-- Task brief --
Restate all of the data exactly.

■ ■ ■ ■ ■ ■ ■

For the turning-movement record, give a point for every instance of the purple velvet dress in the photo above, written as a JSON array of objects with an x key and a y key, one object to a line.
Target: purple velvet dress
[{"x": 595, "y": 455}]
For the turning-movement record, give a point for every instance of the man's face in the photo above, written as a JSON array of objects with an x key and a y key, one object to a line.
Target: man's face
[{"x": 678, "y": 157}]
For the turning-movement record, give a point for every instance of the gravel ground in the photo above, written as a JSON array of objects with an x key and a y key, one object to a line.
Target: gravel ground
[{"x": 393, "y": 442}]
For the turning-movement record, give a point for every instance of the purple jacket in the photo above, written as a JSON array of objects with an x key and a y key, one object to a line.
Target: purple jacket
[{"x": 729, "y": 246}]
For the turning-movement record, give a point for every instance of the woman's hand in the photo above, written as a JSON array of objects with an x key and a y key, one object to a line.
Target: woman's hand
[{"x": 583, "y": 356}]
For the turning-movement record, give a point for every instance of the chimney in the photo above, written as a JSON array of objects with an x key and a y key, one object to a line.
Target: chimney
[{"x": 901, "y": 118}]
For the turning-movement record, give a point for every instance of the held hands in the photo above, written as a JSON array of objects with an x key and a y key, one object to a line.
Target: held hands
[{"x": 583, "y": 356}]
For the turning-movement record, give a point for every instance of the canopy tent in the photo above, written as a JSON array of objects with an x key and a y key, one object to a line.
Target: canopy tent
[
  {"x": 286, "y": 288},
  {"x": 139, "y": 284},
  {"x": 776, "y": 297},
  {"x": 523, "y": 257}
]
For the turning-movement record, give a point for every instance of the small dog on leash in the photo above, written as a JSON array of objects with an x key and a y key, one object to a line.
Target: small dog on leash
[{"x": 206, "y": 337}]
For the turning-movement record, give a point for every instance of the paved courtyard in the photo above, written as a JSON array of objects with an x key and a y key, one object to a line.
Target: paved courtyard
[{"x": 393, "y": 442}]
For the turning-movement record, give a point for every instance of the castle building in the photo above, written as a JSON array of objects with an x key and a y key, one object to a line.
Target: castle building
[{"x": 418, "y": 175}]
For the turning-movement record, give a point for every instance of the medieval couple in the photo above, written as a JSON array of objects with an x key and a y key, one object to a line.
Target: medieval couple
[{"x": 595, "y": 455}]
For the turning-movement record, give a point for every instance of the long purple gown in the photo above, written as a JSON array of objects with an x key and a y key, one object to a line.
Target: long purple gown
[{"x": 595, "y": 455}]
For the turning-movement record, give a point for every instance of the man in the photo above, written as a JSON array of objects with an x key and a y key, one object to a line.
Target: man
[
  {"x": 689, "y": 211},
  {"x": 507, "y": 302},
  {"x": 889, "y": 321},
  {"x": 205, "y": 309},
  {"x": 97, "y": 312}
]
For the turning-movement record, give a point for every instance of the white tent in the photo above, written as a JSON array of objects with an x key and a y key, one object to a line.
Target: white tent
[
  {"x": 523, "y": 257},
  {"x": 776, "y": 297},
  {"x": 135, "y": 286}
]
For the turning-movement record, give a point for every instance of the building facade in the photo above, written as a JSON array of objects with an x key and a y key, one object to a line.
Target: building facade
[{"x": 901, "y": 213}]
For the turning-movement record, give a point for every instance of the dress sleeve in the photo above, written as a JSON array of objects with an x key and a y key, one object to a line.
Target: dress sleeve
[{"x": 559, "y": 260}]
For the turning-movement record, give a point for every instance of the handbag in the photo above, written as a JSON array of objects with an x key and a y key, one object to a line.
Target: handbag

■ ■ ■ ■ ■ ■ ■

-- Right answer --
For the turning-movement record, give a point for every instance of the purple velvet dress in the photo above, written as a JSON array of objects with an x key and a y key, one object to a line.
Target: purple velvet dress
[{"x": 595, "y": 455}]
For the turning-movement record, give a point for every instance of the man's face in the photo above, written as a JSON array of objects with an x key and a y key, one object to a line.
Target: man's face
[{"x": 678, "y": 157}]
For the turning-movement record, give a point for every instance of the gravel ground in the photo above, written as a JSON array of objects with an x key and a y key, one object to a line.
Target: gravel ground
[{"x": 393, "y": 442}]
For the turning-movement record, give a point for every instance of the purple jacket in the photo above, written as a JSON array of objects with an x key and a y key, one object to a line.
Target: purple jacket
[{"x": 729, "y": 246}]
For the turning-movement record, give a point for every instance of the woman's hand in the photo above, written as a JSON array of objects with an x key and a y key, one object to a line.
Target: woman's hand
[{"x": 583, "y": 356}]
For the turning-movement record, give a point for every instance of the chimney in the photo above, written as a JSON array of objects with an x key and a y key, one object to a line.
Target: chimney
[{"x": 901, "y": 118}]
For the turning-movement record, give a point for every instance of the held hands in the photo above, written as a JSON array of objects with an x key and a y key, one object to a line.
Target: held hands
[{"x": 583, "y": 356}]
For the turning-movement record, give a point for every instance of the canopy tent in the photo above, written as a JSON array of objects with an x key and a y key, one object to a line.
Target: canopy tent
[
  {"x": 286, "y": 288},
  {"x": 139, "y": 284},
  {"x": 776, "y": 297},
  {"x": 523, "y": 257}
]
For the turning-movement record, give a point for every instance of the small dog on leash in the photo above, written as a JSON array of objects with an x key and a y key, one object to a line.
Target: small dog on leash
[{"x": 206, "y": 337}]
For the turning-movement record, give a point for every instance of the paved courtyard in the photo above, written as a JSON array of objects with an x key and a y key, one object to a line.
Target: paved courtyard
[{"x": 393, "y": 442}]
For the turning-movement record, give a point for every instance of the castle building in the photo above, written as a JSON array of objects with an x key and a y key, one object to a line.
Target: castle building
[{"x": 418, "y": 175}]
For the turning-movement record, give a point for every instance of the medieval couple in the photo above, written as a JSON array of objects with an x key and a y key, one object to a line.
Target: medieval couple
[{"x": 595, "y": 455}]
For the turning-movement record, give a point for every instance of the long purple gown in the photo above, written as a JSON array of objects with an x key and a y key, one object to a line.
Target: long purple gown
[{"x": 595, "y": 455}]
For the turning-movement record, give a point for every instance of the man in the photo above, written as a JSON array of objects with an x key and a y key, one object to a line.
Target: man
[
  {"x": 689, "y": 211},
  {"x": 507, "y": 302},
  {"x": 889, "y": 321},
  {"x": 205, "y": 309},
  {"x": 97, "y": 312}
]
For the turning-movement record, give a point for every instance of the white tent in the photo above, written as a JSON array of objects with an x key and a y key, one object to a line.
Target: white tent
[
  {"x": 523, "y": 257},
  {"x": 776, "y": 297},
  {"x": 135, "y": 286}
]
For the turning-movement record, give a point for every instance of the building facade in the photo above, written as a JSON array of objects with an x key and a y key, one object to a line.
Target: building facade
[{"x": 901, "y": 213}]
For the turning-movement record, give a point for every instance of the dress sleeve in the photo above, written as a JSON array of objects with an x key and a y key, one object to a line.
Target: dress sleeve
[{"x": 559, "y": 260}]
For the turning-movement record, give a point for every instance of the handbag in the photo above, written as a JSON array of objects with an x key and a y key, one object to a line.
Target: handbag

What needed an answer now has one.